◆ Material provided:
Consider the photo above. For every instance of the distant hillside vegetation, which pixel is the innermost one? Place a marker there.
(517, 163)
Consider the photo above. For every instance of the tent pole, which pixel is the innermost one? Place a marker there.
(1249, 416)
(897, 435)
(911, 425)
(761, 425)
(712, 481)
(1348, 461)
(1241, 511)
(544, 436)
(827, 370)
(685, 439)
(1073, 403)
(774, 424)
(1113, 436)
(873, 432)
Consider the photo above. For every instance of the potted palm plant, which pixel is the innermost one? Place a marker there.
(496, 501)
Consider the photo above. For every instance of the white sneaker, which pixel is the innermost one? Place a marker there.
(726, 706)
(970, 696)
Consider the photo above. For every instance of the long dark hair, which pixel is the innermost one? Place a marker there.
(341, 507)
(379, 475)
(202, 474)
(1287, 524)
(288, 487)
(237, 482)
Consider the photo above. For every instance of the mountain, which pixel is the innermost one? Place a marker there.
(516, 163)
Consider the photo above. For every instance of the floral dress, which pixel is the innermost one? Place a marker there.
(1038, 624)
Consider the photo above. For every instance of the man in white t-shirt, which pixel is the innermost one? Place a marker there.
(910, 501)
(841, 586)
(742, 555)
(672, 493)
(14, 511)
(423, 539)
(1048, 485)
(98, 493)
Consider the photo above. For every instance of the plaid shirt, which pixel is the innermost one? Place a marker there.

◆ Task to carry out: Write out the entire listing above line for line, changing nothing.

◆ Written reply:
Consider the photo above. For every instance of the distant hillside vegetation, which pixel is the innermost one? Place a marker there.
(517, 163)
Consider the photo above. For every instance of the tent pole, which pixel is the innermost one? Place a marker there.
(1249, 416)
(897, 435)
(911, 425)
(761, 425)
(712, 481)
(1348, 461)
(1241, 511)
(544, 436)
(827, 370)
(685, 439)
(1073, 403)
(774, 424)
(1113, 436)
(873, 432)
Consider the photo above. For every instance of the potted palm plant, which pixel is the innermost one? Place a marker there.
(496, 501)
Consider the photo above. For every instance of the white sneaker, which pixel is the innermost one? Place a marker there.
(726, 706)
(970, 696)
Consider the photo above. For every instance of the long dark hair, which pixel is the innermost one? Place a marker there.
(341, 507)
(379, 475)
(202, 474)
(1287, 524)
(288, 487)
(237, 482)
Consider the photo above. For every instance of the mountain, which pixel is the innermost one? Place a marker there.
(516, 163)
Consider the photo above. For every instance of the floral dress, which pixel is the innermost one? Place a marker there.
(1038, 624)
Consider the photo above. For every instance of the man in white t-shirt, which pixel is the innermost one? Place a marker there.
(910, 501)
(841, 586)
(742, 555)
(672, 493)
(14, 511)
(423, 539)
(1048, 485)
(98, 493)
Consider the photo above. For every instance of the plaid shirt, which pixel is the innermost one? Place a marker there.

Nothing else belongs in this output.